## [SELECTED PASSAGE]
------------------------------
Van Tulleken is an associate professor at University College London, a practising doctor in infectious diseases and a tremendously affable sort, committed to making complex medical matters accessible to a wide audience. This makes his documentary about where and what the next pandemic virus will be (“It’s out there, trying to get into the human population every day”) a strangely jolly while utterly comfortless watch. I guess a spoonful of sugar helps the medicine – and contemplation of an existential threat – go down.

So, what do we know? The short answer is: too much, and not enough. With the help of experts, Van Tulleken takes us through the sprawling virus families that give us the likes of Ebola, Marburg, Nipah, yellow fever, avian flu and Covid-19 (the last of which “may have been just a warning shot”), the means by which viruses can jump species, and how they could mutate to become the one that takes us all out. In other words, it would be worse than the bubonic plague, which is estimated to have killed 50% of the European population back in the day. Worse, too, than the Spanish flu pandemic in 1918, which killed more people than the first world war. And worse, too, than Covid, that “warning shot” from a global armoury stuffed with uncountable numbers of potentially fatal viruses, which has killed more than 7 million people worldwide since it emerged in 2019.
------------------------------
## [EXTRACTED MATERIAL]

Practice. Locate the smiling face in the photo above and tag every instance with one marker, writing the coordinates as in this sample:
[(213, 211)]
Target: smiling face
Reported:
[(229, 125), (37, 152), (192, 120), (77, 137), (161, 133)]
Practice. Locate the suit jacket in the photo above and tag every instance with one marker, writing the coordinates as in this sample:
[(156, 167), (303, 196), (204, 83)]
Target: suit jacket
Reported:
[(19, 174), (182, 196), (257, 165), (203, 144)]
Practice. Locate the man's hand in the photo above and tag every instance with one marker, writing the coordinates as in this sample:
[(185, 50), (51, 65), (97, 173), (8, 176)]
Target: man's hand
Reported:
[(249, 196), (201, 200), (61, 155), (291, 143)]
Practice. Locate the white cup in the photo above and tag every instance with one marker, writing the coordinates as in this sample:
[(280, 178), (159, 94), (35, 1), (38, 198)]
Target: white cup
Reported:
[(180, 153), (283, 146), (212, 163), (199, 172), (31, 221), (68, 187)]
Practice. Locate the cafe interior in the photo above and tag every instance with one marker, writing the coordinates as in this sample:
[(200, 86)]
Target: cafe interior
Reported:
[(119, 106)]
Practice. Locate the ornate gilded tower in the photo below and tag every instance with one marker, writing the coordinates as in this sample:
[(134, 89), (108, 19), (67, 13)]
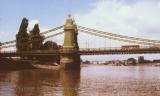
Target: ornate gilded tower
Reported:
[(70, 59)]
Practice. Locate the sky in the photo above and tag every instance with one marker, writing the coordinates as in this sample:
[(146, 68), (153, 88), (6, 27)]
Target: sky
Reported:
[(138, 18)]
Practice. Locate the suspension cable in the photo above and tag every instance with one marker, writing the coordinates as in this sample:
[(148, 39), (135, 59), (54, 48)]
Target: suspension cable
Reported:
[(120, 36), (115, 38), (42, 33)]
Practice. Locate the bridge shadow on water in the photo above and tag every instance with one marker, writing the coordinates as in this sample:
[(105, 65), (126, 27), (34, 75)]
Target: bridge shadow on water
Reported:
[(39, 82)]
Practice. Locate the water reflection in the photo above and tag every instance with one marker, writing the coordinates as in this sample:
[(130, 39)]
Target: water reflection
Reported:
[(90, 81), (70, 82)]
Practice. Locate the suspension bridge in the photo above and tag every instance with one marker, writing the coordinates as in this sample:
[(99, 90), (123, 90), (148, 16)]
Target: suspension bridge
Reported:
[(70, 52)]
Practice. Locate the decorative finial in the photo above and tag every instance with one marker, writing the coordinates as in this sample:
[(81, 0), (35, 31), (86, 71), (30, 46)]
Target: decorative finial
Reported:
[(69, 16)]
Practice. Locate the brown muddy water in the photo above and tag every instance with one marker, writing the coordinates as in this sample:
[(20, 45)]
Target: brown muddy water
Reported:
[(92, 80)]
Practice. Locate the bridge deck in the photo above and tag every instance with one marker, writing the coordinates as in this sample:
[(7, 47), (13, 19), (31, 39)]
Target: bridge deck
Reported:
[(83, 51)]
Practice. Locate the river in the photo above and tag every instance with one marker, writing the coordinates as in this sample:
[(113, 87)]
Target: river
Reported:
[(91, 80)]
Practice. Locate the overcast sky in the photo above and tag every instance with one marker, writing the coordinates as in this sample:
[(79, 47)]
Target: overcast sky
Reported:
[(138, 18)]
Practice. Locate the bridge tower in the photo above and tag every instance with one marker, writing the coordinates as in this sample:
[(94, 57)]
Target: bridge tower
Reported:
[(70, 59), (22, 37)]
------------------------------
## [DIRECTIONS]
Please rewrite the passage about the next pandemic virus from "So, what do" up to and including "emerged in 2019.", substituting "Black Death" for "bubonic plague".

## [EXERCISE SOLUTION]
So, what do we know? The short answer is: too much, and not enough. With the help of experts, Van Tulleken takes us through the sprawling virus families that give us the likes of Ebola, Marburg, Nipah, yellow fever, avian flu and Covid-19 (the last of which “may have been just a warning shot”), the means by which viruses can jump species, and how they could mutate to become the one that takes us all out. In other words, it would be worse than the Black Death, which is estimated to have killed 50% of the European population back in the day. Worse, too, than the Spanish flu pandemic in 1918, which killed more people than the first world war. And worse, too, than Covid, that “warning shot” from a global armoury stuffed with uncountable numbers of potentially fatal viruses, which has killed more than 7 million people worldwide since it emerged in 2019.